## [What you have to do]
Would you retype, word for word, the line with "Mark every instance of the green tree" and every line after it through the end of the records below?

[Point annotation records]

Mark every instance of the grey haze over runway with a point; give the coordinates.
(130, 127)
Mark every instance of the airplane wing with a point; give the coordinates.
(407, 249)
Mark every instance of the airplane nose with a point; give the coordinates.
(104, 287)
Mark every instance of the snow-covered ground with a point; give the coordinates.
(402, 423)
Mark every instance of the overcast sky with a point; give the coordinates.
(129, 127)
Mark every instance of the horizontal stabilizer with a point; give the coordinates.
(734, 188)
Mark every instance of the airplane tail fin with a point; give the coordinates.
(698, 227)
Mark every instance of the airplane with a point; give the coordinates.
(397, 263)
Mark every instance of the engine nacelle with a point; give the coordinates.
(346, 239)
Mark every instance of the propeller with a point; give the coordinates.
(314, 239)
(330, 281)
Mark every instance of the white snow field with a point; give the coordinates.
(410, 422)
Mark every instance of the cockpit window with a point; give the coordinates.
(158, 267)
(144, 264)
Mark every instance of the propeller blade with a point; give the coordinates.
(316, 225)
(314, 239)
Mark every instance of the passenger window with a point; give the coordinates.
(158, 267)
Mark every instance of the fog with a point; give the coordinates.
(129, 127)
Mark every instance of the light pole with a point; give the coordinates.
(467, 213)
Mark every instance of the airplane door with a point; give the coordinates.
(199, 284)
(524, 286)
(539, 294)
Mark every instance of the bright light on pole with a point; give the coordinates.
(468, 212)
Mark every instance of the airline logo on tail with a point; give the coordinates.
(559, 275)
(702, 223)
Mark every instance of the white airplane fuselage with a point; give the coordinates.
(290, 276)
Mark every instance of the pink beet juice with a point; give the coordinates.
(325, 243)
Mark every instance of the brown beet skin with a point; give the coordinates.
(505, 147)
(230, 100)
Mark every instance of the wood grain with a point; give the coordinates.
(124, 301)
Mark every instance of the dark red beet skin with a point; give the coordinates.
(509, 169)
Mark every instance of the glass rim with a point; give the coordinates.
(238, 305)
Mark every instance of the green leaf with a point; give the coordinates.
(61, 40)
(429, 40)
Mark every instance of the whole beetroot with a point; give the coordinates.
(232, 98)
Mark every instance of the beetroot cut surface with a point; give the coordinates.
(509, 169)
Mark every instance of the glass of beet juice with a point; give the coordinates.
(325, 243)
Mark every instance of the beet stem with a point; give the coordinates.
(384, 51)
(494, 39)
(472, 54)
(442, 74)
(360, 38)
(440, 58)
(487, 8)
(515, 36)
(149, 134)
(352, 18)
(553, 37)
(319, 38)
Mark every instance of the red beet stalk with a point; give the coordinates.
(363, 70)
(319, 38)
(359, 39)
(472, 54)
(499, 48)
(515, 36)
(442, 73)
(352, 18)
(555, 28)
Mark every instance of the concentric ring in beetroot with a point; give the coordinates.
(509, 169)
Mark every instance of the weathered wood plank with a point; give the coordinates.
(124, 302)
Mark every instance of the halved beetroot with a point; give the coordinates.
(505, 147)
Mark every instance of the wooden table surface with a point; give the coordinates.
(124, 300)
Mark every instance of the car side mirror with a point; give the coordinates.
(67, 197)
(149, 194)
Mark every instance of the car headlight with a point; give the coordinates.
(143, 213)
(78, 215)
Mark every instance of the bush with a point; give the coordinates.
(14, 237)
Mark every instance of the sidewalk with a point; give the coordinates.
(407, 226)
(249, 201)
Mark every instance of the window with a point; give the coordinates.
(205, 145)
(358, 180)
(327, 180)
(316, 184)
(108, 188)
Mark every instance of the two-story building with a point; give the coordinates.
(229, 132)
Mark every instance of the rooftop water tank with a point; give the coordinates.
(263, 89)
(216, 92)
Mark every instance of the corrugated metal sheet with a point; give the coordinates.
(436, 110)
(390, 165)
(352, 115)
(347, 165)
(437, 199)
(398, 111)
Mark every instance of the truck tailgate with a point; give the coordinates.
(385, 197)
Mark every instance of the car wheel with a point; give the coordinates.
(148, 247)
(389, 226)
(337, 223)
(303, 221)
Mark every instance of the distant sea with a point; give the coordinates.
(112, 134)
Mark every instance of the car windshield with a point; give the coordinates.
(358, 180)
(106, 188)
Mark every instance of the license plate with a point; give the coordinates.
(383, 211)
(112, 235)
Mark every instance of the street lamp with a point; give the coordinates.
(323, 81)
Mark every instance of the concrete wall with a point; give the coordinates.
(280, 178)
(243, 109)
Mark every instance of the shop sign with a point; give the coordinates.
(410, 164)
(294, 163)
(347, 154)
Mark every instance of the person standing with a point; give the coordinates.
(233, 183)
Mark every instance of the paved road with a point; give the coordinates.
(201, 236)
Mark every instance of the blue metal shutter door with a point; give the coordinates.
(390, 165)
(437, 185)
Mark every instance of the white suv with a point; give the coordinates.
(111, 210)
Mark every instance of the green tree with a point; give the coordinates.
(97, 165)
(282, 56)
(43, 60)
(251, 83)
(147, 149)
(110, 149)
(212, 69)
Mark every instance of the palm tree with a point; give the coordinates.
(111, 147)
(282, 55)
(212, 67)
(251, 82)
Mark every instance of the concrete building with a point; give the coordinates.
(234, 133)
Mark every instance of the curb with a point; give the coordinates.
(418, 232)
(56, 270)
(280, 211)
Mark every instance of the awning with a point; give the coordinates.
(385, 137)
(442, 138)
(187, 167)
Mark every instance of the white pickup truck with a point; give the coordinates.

## [Expected answer]
Mark every instance of the green tree with a point; give the coordinates.
(97, 165)
(282, 56)
(43, 60)
(251, 83)
(147, 149)
(110, 149)
(212, 69)
Mark every instance of the palm tree with a point; give the coordinates.
(111, 147)
(282, 55)
(212, 67)
(251, 82)
Mark every instance of the concrete building with a point; give the coordinates.
(234, 133)
Mark every instance of the curb with a point; give the coordinates.
(418, 232)
(56, 270)
(280, 211)
Mark every instance of the awning with a point; give the coordinates.
(385, 137)
(442, 138)
(187, 167)
Mark every instance of the white pickup truck with a point; give the coordinates.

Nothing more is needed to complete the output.